(已存储记录)
┏━━
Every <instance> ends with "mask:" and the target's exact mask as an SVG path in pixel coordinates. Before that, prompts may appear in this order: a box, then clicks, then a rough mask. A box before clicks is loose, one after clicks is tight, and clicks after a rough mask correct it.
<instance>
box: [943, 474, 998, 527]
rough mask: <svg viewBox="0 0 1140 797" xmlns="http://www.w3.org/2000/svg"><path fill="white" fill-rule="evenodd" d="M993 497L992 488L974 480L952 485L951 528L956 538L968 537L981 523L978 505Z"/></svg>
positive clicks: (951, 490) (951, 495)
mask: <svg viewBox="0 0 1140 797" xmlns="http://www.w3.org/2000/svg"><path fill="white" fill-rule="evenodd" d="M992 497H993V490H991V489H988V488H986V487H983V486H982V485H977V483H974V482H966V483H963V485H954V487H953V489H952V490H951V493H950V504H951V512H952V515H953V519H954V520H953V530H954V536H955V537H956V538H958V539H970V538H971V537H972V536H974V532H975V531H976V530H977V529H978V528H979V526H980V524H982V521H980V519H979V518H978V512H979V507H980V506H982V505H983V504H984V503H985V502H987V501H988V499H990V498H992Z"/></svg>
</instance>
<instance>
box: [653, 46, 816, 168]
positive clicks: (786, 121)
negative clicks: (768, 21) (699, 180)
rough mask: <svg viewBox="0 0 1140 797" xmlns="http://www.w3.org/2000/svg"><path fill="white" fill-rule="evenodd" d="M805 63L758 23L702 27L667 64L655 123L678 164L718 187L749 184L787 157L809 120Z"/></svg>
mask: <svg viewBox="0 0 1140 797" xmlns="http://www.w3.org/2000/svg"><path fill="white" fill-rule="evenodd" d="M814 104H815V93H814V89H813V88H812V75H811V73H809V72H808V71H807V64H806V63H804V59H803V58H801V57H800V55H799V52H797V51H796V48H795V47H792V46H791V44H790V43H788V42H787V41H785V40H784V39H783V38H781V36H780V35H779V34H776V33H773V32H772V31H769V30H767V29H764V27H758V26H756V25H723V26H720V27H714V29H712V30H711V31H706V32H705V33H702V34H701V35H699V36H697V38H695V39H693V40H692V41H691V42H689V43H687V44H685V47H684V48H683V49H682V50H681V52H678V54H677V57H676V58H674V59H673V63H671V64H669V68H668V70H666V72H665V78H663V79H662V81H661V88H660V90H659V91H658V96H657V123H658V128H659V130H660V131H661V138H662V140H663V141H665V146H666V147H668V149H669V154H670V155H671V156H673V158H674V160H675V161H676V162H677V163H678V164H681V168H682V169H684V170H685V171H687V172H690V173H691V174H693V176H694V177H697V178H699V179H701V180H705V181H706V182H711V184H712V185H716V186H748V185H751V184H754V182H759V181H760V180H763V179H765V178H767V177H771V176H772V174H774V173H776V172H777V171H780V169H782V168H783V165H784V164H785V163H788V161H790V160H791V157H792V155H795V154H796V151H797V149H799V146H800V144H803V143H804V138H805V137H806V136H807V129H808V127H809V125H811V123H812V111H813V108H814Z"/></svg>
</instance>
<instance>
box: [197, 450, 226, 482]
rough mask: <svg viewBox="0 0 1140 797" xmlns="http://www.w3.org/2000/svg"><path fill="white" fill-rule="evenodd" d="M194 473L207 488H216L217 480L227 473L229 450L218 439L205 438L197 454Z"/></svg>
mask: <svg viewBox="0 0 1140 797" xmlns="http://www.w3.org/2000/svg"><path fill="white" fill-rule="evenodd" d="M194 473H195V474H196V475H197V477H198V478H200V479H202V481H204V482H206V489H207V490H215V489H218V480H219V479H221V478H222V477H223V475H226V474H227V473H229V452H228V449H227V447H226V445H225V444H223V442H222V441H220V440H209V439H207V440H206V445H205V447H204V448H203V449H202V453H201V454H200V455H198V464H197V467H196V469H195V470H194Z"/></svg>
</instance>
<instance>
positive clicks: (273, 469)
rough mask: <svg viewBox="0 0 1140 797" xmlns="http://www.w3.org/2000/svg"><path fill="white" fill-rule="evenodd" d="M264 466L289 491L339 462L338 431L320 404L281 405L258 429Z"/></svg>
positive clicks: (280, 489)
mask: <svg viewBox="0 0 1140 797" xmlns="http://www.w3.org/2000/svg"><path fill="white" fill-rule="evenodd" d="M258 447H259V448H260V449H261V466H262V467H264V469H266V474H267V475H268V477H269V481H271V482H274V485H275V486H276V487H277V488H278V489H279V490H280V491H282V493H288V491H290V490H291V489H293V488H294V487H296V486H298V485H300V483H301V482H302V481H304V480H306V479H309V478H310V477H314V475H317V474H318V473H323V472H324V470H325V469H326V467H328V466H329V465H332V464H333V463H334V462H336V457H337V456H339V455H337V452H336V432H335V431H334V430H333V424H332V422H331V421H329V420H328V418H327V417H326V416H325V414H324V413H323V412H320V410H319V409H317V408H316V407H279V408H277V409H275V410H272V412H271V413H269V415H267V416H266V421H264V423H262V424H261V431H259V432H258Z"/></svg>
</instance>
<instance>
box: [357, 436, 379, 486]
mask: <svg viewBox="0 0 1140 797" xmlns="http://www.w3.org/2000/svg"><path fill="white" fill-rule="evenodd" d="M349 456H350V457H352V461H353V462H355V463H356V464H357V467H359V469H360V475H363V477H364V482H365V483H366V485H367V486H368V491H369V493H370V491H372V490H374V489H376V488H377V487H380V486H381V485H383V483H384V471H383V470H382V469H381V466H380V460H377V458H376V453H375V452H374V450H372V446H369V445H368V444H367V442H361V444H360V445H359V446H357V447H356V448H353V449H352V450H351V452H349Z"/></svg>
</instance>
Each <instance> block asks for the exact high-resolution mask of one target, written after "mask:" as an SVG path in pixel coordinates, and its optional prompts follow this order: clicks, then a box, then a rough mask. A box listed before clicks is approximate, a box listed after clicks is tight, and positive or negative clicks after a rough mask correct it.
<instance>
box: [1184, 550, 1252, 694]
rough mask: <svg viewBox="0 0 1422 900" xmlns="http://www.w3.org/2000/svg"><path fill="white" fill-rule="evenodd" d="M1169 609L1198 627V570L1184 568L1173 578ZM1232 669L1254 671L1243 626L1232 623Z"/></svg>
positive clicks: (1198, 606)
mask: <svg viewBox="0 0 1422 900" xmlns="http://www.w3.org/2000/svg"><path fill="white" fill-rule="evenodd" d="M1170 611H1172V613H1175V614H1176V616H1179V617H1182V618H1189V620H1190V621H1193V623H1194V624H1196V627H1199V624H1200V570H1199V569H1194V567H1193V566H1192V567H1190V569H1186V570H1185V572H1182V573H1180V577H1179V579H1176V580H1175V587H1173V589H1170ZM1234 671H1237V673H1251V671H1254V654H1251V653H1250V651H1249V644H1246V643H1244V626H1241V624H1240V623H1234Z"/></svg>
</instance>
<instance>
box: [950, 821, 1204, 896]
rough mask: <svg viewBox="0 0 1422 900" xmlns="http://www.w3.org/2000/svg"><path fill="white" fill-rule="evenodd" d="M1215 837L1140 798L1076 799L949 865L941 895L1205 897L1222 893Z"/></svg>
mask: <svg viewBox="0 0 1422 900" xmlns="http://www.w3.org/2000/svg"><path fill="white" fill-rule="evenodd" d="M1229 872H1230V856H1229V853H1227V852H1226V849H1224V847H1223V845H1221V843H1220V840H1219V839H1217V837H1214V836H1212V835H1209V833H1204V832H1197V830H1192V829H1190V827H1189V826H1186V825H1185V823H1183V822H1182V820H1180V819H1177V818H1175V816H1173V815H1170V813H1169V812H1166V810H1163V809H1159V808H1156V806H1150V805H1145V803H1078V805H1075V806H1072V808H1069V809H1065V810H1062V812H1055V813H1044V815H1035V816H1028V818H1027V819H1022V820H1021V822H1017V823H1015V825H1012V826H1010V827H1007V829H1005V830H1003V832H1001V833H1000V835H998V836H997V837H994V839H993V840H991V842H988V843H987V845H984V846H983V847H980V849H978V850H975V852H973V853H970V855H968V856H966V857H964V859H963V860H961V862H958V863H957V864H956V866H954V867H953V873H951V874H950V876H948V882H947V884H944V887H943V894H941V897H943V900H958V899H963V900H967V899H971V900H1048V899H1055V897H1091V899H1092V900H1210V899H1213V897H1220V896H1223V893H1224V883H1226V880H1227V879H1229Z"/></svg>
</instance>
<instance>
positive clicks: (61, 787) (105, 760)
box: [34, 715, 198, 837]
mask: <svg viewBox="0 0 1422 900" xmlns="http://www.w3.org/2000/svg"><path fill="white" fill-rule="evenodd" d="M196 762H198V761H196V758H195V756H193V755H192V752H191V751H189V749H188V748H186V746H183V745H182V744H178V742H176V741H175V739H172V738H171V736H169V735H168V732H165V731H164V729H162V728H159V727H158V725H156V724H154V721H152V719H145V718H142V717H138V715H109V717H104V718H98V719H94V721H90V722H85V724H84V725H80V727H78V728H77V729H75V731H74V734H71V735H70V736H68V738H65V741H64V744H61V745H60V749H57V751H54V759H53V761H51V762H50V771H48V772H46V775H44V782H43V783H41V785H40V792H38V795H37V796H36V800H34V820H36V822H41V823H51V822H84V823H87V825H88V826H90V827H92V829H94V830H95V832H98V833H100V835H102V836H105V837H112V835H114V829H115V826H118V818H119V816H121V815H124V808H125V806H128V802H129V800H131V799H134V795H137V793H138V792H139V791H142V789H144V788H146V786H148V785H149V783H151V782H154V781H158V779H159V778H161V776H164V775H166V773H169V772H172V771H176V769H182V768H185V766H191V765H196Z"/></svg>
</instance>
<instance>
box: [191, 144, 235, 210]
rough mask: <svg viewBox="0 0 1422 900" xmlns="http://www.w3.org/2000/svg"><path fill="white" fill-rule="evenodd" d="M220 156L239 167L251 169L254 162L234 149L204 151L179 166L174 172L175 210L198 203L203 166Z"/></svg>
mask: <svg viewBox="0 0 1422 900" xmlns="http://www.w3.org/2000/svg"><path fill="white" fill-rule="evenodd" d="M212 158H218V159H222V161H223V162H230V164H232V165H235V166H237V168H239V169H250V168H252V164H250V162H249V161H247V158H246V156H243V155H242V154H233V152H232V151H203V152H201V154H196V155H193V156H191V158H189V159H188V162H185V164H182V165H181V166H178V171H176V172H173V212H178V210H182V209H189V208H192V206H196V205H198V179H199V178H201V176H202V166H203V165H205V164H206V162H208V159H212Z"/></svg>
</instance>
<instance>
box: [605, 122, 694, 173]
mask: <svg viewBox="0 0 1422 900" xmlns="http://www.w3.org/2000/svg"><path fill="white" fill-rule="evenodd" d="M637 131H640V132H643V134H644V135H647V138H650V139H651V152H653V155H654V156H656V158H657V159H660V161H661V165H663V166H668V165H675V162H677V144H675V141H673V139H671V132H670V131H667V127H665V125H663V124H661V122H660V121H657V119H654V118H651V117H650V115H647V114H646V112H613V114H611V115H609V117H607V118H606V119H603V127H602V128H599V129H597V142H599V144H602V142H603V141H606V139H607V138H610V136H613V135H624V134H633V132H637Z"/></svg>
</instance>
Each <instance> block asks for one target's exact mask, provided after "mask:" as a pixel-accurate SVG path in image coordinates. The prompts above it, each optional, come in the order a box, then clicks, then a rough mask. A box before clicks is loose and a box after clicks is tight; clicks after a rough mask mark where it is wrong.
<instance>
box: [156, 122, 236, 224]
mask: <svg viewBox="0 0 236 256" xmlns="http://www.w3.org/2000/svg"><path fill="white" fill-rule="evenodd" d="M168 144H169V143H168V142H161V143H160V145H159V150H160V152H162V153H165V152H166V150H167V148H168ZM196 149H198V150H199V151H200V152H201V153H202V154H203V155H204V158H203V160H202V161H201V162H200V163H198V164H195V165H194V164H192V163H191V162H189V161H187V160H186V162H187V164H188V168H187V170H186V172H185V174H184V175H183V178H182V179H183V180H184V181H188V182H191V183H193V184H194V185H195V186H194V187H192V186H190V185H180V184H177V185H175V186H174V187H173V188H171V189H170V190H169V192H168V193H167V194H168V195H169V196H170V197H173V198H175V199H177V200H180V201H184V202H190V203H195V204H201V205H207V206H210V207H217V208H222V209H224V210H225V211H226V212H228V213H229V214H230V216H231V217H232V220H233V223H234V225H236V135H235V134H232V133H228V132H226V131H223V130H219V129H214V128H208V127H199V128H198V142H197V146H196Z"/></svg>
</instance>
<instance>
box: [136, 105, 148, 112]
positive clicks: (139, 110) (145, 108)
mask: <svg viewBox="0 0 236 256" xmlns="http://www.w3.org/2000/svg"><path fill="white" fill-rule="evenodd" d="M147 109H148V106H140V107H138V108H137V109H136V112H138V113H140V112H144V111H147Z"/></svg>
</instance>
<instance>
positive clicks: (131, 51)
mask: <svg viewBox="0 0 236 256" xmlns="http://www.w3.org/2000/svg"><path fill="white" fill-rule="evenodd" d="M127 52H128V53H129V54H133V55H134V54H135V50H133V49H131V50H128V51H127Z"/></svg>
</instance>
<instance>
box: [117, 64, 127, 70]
┗━━
**指令**
请展示上方已存储记录中所有含有字符串“negative”的行，区分大小写。

**预期输出**
negative clicks: (768, 21) (699, 180)
Each <instance> block asks for the exact high-resolution mask of one target, written after "mask:" as an SVG path in pixel coordinates, and its optional prompts follow this order: clicks, then a box, then a rough mask. A box listed before clicks is approximate, a box listed after clicks is tight, and positive or negative clicks after a rough mask correct it.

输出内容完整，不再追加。